[[ RECORD EXTRACTS open ]]

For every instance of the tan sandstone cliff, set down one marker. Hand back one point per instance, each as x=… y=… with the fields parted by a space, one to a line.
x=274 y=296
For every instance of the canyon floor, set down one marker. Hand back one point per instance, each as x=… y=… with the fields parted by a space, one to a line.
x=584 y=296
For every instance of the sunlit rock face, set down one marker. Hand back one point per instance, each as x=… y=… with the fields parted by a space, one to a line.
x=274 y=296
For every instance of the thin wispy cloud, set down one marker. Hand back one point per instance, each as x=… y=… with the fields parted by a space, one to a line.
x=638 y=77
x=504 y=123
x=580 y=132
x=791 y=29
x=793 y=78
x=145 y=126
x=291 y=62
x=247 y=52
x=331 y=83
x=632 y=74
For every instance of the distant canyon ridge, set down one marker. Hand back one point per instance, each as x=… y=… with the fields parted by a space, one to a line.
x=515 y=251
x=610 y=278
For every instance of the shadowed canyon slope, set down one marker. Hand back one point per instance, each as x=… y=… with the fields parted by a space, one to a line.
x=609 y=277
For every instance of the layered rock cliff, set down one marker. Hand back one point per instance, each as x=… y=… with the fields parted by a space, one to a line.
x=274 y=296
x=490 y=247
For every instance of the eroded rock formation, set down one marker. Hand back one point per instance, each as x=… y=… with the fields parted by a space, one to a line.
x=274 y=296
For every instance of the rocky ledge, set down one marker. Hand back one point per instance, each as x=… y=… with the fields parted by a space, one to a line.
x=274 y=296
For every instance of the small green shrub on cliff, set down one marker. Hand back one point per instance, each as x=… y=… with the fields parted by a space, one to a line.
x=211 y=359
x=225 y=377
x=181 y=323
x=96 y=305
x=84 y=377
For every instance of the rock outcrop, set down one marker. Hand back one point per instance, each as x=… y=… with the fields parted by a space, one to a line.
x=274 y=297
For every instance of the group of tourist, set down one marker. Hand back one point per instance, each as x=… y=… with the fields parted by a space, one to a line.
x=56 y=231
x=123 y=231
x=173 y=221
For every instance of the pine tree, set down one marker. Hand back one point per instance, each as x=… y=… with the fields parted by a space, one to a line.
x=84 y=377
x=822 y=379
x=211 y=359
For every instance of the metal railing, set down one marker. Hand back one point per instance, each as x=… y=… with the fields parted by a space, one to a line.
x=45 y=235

[[ RECORD EXTRACTS closed ]]

TASK TO COMPLETE: An exact copy of the line containing "For every instance of the metal" and all lines after it, through the last line of the entries, is the required answer.

OUTPUT BELOW:
For every instance of the metal railing, set down one marker. Hand back one point per instance, each as x=… y=… with the fields parted by a space, one to a line.
x=45 y=235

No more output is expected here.